**Aim of the task**
Locate the line that contains "Query: blonde woman in background". Copy it and every following line through the end of the records, exactly, and include nothing else.

**Source records**
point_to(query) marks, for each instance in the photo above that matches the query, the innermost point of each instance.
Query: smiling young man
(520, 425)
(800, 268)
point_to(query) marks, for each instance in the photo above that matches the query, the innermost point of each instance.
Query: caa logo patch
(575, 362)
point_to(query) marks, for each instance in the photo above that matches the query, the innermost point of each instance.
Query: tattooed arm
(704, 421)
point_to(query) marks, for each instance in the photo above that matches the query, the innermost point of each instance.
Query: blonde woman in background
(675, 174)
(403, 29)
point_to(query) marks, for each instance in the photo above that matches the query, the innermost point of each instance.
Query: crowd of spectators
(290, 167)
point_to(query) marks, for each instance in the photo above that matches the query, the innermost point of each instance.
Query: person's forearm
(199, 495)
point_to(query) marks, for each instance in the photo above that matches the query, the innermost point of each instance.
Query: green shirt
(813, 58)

**Exercise solution**
Query: blonde woman in background
(675, 174)
(403, 29)
point_to(query) marks, for each instance in the photo above that matches the query, the innermost point of each instance.
Query: crowd of spectators
(290, 167)
point_to(query) marks, for each instance in the photo above that matches the query, the innermost point of each instance.
Query: person's forearm
(199, 495)
point_to(query) marks, for each instance in the photo above that matches the query, the innermost point of each instance.
Query: green shirt
(813, 58)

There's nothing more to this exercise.